--- Start of SUPPLIED PASSAGE ---

Here's a page of diagrams I drew for a friend in 1997 (97.04.03 = April 3, not "Y2K-compliant"), showing what I think is the technical essence of Xanadu (now Udanax). I will talk in the present tense although full blown Xanadu isn't up as I write this.

Some Context

Xanadu is a server network something like the Web. Browsers are called "front ends," and servers "back ends." There is a unified address space something like URLs, with server/author/document-and-version/address-within-document. Addresses in requests can be as fine-grained as single character positions. The browser talks to one server, which coordinates responses from the peer-to-peer server network as if everything were inside one machine. These diagrams are about how that virtual machine does the magic of storing documents related by common content, versioning, and links. I will repeat all the text in case it's unclear on the drawings.

Main diagram, top left

Top half ("Single Virtual Address Space" with "Arrangements") and bottom half ("Shared Stuff"). "Stuff" refers to text, but also pictures and other data. Arrangements are shown as dots with lines extending down into the pool of stuff. Conceptually, an arrangement is just an ordered list of pointers to pieces of stuff. Every version of every document is an arrangement of stuff. Links are arrangements, too; that's explained below.

"Transclusion" refers to this sharing of stuff, with the added property that when arrangements share the same piece of stuff, that commonality can be traced to its exact location within each arrangement.

(There is sometimes confusion over what "the same stuff" means. If two authors both type the word "the," is that a single shared piece of stuff? Not in Xanadu. Instead, as characters are typed in by authors, they are given identities, internal addresses, and those identities are kept when chunks of text are copied and pasted into new documents, or when new versions of documents are made.)

Both arrangements and stuff are "only added", meaning that (to a first approximation) you only create new things, never delete existing things or edit them in place. Editing is done by creating a new version.

(By the way, stuff is "shared" as in between documents, not necessarily between different users. Xanadu has rules for keeping documents private, or declaring them visible to everyone (publishing) or to a select group ("privashing").

List on the top right

The basic Operations that a user can can perform with the system. This roughly corresponds to the Front-End-to-Back-End protocol, or FEBE view of the world: ...all in terms of virtual address: server.author.document.version.position (all address fields can themselves be structured, meaning server IDs, user IDs, document/version IDs and positions within documents can all be dotted numbers like IP addresses, Dewey Decimal numbers, chapter.section.paragraph.character addresses, or whatever.)

The heart of Xanadu is an indexing system that makes these operations of creation, retrieval and correspondence-tracing efficient.

Middle of the right side

Access to each version is reasonably fast, no matter how many version accumulate. This is in contrast to versioning systems like CVS, where one version (in CVS, the last) is fastest, and other versions are slower because pointers have to be traced through the string of versions. In Xanadu (and some other systems), versions are all on a par, because they all point straight into the stuff rather than to each other. (This despite the user having created one version out of another.) Also, retrieving a piece of a large document is fast, because Xanadu doesn't have to retrieve or construct the whole document in order to retrieve a part.

--- End of SUPPLIED PASSAGE ---
--- Start of DATASET EXCERPTS ---

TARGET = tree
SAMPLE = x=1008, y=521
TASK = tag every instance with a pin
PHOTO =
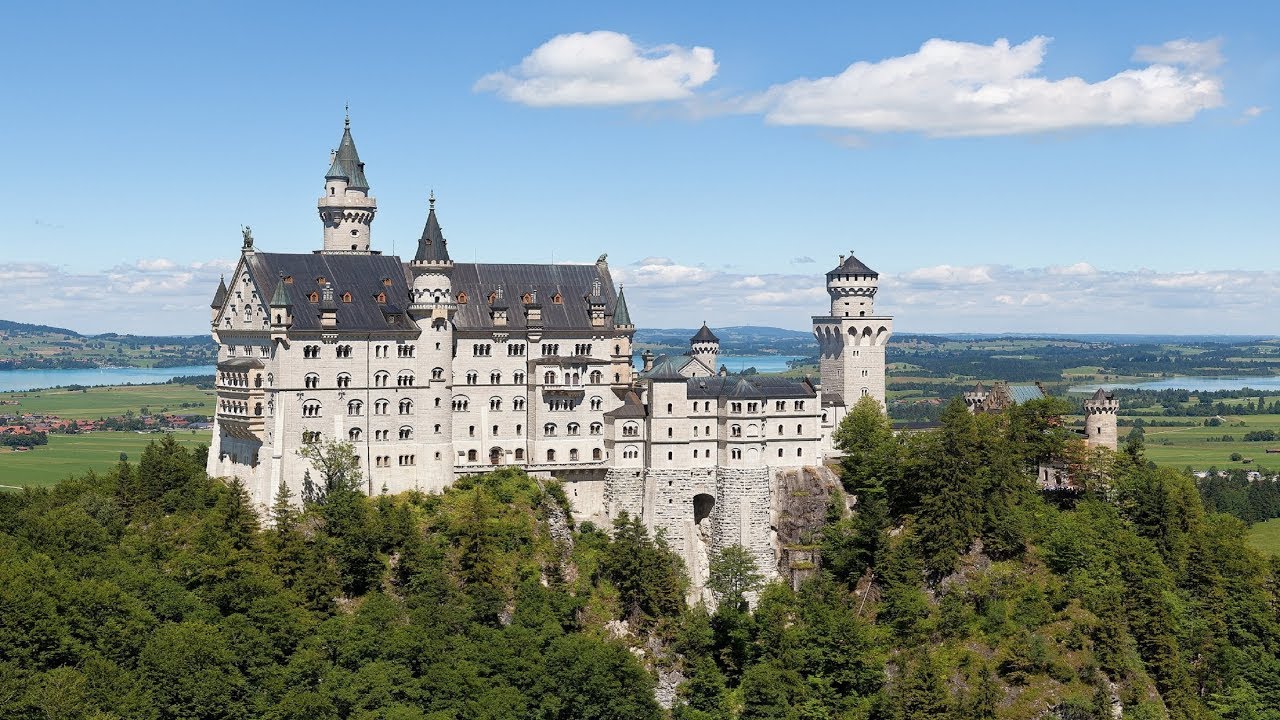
x=734, y=574
x=338, y=468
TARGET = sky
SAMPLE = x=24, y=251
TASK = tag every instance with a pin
x=1006, y=167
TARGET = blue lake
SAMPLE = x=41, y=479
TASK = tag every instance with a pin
x=31, y=379
x=1191, y=383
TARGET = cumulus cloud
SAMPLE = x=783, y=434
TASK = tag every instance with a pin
x=964, y=89
x=602, y=68
x=150, y=296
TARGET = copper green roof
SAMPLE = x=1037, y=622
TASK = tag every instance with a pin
x=621, y=317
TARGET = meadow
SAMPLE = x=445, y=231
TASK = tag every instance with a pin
x=67, y=455
x=1265, y=537
x=96, y=402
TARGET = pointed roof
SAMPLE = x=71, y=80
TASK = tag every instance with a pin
x=704, y=335
x=346, y=162
x=432, y=247
x=851, y=265
x=280, y=297
x=220, y=295
x=621, y=317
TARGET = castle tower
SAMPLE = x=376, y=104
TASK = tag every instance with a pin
x=851, y=340
x=432, y=306
x=704, y=347
x=1100, y=420
x=346, y=208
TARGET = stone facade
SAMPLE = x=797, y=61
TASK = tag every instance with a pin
x=435, y=369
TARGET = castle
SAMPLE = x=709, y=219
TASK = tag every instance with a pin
x=435, y=369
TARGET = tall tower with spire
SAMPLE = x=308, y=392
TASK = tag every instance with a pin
x=851, y=340
x=432, y=306
x=346, y=208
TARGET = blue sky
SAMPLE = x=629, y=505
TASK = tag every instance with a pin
x=1006, y=167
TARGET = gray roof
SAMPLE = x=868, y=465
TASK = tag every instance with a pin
x=220, y=295
x=572, y=283
x=752, y=387
x=704, y=335
x=621, y=315
x=362, y=276
x=346, y=163
x=853, y=267
x=432, y=247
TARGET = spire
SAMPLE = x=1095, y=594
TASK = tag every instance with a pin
x=432, y=247
x=704, y=335
x=346, y=162
x=621, y=317
x=280, y=297
x=220, y=295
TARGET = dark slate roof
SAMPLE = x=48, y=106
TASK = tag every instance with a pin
x=432, y=247
x=572, y=283
x=219, y=296
x=754, y=387
x=346, y=163
x=621, y=315
x=853, y=267
x=360, y=274
x=704, y=335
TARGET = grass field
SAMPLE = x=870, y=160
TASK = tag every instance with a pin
x=65, y=455
x=1192, y=446
x=1265, y=537
x=97, y=402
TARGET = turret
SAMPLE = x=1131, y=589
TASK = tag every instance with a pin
x=1100, y=420
x=346, y=208
x=704, y=346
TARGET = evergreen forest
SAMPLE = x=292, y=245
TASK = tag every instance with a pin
x=947, y=587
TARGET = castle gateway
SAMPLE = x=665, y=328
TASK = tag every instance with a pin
x=434, y=369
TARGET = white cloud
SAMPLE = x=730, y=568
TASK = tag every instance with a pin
x=602, y=68
x=1187, y=53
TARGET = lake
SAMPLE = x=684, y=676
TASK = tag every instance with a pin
x=92, y=377
x=1191, y=383
x=736, y=363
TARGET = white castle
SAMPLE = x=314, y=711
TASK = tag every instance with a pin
x=435, y=369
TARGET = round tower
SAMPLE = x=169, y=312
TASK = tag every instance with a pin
x=432, y=306
x=704, y=347
x=1100, y=420
x=346, y=208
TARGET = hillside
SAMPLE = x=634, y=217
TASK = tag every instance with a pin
x=955, y=591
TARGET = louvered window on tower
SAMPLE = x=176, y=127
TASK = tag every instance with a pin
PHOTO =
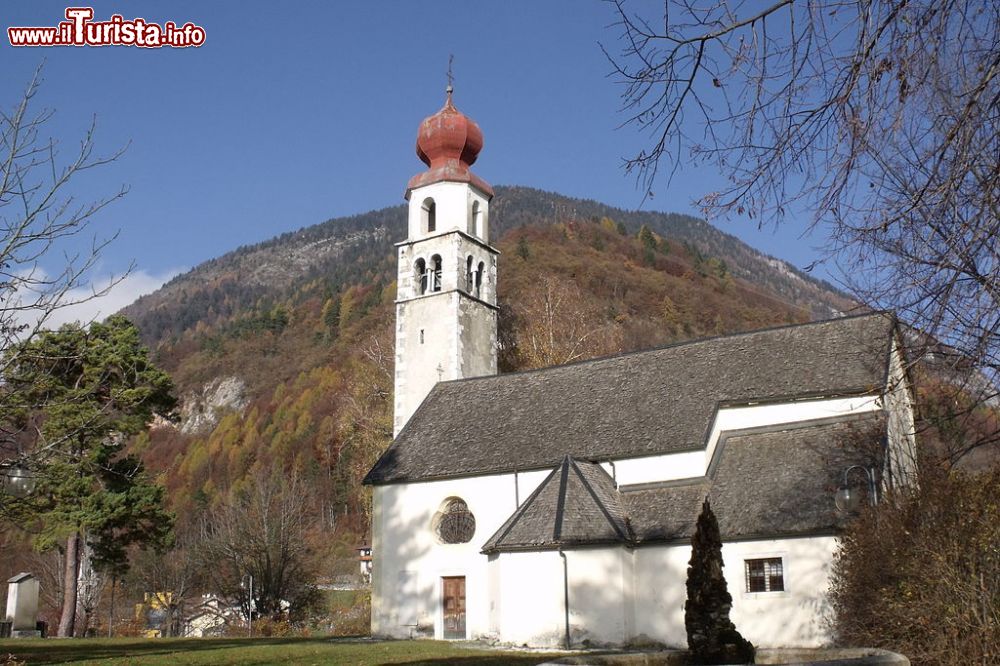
x=420, y=274
x=765, y=575
x=436, y=273
x=454, y=523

--- End of DATASET EXCERPTS ---

▶ **TASK**
In the Xanadu text, which version does CVS retrieve fastest? The lines above are separate material and are not part of the Xanadu text.

▶ **EXERCISE SOLUTION**
The last version.